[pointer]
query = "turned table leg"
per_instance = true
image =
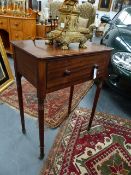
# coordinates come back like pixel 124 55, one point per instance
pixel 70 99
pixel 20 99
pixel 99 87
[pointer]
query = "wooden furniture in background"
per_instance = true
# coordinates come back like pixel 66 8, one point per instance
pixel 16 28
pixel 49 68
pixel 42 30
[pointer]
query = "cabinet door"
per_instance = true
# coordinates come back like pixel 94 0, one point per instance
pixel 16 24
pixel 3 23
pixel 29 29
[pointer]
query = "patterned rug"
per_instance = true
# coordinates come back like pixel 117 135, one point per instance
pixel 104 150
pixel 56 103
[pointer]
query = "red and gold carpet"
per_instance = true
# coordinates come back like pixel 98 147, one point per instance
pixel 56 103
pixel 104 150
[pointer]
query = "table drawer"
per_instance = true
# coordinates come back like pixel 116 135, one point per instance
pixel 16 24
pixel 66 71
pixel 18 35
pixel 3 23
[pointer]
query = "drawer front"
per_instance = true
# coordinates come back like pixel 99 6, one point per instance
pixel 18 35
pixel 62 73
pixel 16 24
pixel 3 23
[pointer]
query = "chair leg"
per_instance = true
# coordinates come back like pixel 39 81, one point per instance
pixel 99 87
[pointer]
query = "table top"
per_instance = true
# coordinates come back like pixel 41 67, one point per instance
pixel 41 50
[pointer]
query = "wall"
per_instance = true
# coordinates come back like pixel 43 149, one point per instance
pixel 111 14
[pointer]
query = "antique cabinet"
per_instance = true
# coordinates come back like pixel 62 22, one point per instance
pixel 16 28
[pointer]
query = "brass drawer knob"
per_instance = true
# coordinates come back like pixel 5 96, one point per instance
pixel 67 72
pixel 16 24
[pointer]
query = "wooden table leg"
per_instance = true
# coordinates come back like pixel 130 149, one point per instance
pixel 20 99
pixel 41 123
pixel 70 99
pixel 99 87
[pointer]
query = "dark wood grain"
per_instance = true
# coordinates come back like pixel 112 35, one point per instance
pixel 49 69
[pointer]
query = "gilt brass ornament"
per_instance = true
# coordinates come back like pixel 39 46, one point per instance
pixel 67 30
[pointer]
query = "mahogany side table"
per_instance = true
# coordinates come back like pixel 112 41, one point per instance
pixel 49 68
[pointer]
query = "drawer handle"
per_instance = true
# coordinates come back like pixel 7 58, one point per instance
⁂
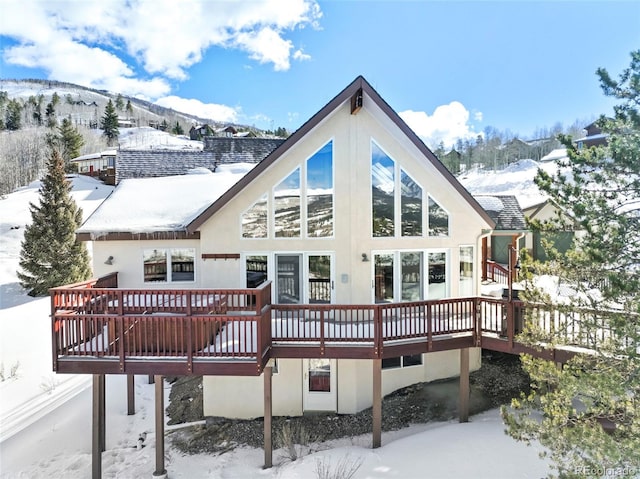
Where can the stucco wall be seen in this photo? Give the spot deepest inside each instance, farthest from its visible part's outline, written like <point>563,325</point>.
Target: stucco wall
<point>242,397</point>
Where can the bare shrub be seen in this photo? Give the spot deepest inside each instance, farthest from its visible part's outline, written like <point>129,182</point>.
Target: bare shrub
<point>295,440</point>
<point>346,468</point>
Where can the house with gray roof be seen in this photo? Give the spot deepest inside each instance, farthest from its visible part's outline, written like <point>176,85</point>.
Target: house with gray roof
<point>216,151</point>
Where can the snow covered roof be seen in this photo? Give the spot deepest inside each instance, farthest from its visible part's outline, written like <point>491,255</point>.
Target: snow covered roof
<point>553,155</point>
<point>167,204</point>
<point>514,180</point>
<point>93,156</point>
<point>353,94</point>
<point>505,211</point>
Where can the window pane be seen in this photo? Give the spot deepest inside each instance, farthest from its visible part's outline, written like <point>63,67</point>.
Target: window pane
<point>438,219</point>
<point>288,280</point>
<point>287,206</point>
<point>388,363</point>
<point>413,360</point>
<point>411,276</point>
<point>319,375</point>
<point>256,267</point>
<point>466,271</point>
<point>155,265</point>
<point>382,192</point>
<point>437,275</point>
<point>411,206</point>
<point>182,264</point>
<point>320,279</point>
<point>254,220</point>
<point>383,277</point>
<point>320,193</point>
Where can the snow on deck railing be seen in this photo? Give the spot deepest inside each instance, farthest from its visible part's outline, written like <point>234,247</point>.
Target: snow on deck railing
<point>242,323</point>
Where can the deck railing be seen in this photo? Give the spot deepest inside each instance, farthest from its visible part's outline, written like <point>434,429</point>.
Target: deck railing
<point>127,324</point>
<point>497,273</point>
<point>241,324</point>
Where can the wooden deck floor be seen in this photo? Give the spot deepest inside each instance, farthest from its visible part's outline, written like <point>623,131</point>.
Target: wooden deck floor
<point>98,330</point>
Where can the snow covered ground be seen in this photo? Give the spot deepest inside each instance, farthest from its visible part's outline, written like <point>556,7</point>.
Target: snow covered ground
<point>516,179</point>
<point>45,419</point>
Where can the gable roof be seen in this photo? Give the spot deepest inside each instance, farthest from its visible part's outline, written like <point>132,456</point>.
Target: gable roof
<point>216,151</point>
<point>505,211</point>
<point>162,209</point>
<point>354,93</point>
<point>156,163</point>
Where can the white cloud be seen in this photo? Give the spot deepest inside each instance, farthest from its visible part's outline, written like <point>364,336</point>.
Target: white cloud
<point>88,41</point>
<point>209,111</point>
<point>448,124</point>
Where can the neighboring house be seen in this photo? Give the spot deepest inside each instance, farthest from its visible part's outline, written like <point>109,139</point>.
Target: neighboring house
⁂
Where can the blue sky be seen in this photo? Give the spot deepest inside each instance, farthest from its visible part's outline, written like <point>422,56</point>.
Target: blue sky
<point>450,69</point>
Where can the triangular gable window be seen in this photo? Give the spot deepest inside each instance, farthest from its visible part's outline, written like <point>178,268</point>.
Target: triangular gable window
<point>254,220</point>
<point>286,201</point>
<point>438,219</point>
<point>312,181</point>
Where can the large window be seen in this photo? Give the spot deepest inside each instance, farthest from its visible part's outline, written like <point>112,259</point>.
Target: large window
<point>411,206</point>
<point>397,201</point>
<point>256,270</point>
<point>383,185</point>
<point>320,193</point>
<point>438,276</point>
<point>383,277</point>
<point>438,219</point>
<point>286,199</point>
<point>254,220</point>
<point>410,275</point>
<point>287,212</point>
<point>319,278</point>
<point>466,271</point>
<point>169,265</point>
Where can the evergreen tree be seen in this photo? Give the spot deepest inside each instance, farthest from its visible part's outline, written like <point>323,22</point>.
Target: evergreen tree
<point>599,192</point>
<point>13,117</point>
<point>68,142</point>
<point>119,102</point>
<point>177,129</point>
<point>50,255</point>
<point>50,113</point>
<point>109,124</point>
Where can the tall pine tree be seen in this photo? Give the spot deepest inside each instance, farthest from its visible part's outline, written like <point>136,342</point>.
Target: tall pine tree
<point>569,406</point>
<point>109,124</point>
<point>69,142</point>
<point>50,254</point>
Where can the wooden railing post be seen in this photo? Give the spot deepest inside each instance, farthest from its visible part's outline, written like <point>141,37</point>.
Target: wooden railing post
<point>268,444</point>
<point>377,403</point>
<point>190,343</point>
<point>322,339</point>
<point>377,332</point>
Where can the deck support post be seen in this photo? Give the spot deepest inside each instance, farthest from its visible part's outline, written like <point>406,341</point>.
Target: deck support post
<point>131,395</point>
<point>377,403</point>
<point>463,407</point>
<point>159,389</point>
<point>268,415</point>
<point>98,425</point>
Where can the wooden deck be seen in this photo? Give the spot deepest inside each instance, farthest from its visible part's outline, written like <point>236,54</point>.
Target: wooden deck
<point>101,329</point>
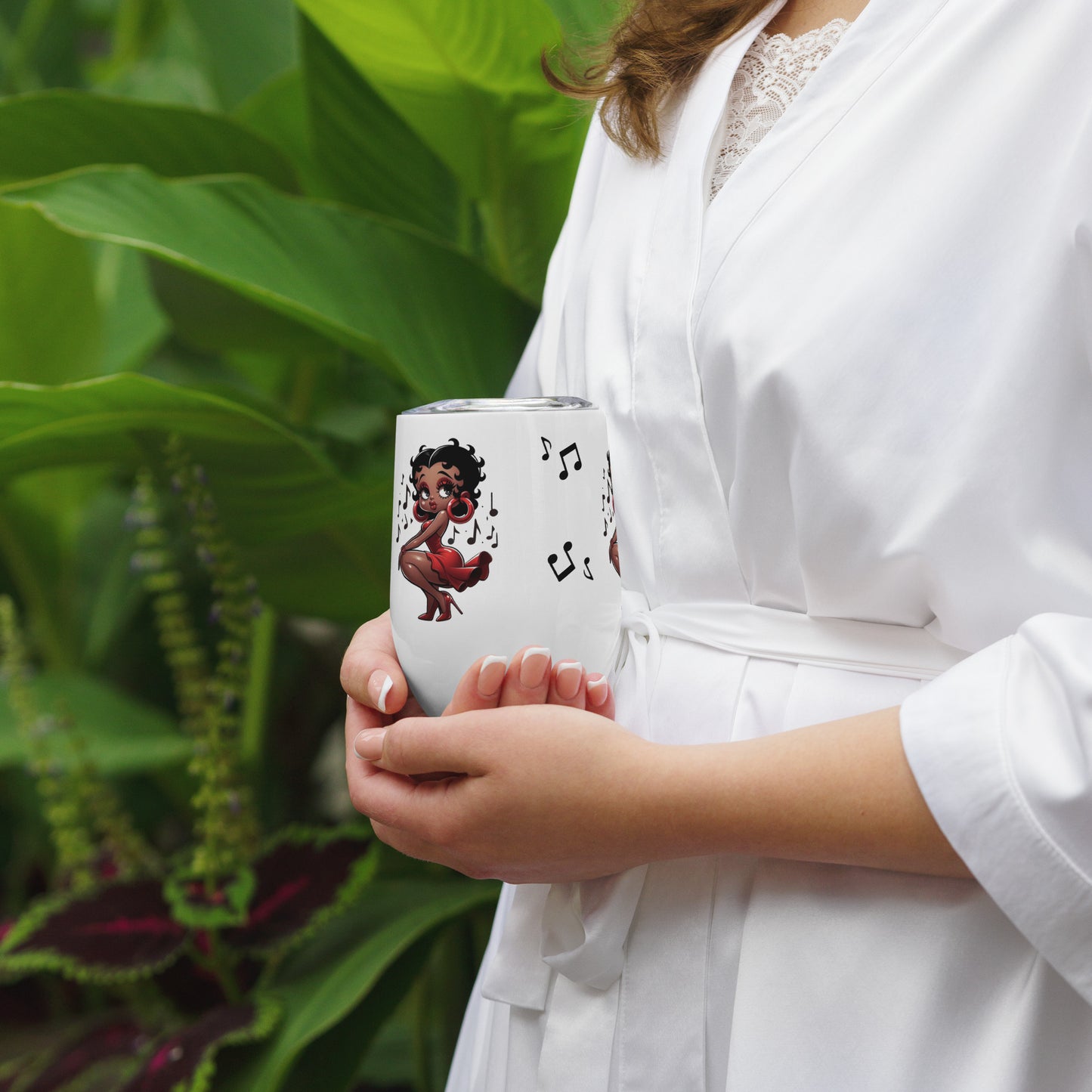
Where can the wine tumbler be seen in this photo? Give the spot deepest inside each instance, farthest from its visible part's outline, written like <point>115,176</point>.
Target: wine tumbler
⁂
- [EXERCISE OBJECTIVE]: Format the material between the lines holding "Where can the blue" and "<point>450,69</point>", inclusive, as a JSON list of strings with one string per line and blank lines omitted.

- [RESULT BELOW]:
[
  "Where can the blue sky be seen in this photo? Give the spot deepest inside each instance, farthest from its visible part's outline, written like <point>422,56</point>.",
  "Target: blue sky",
  "<point>450,69</point>"
]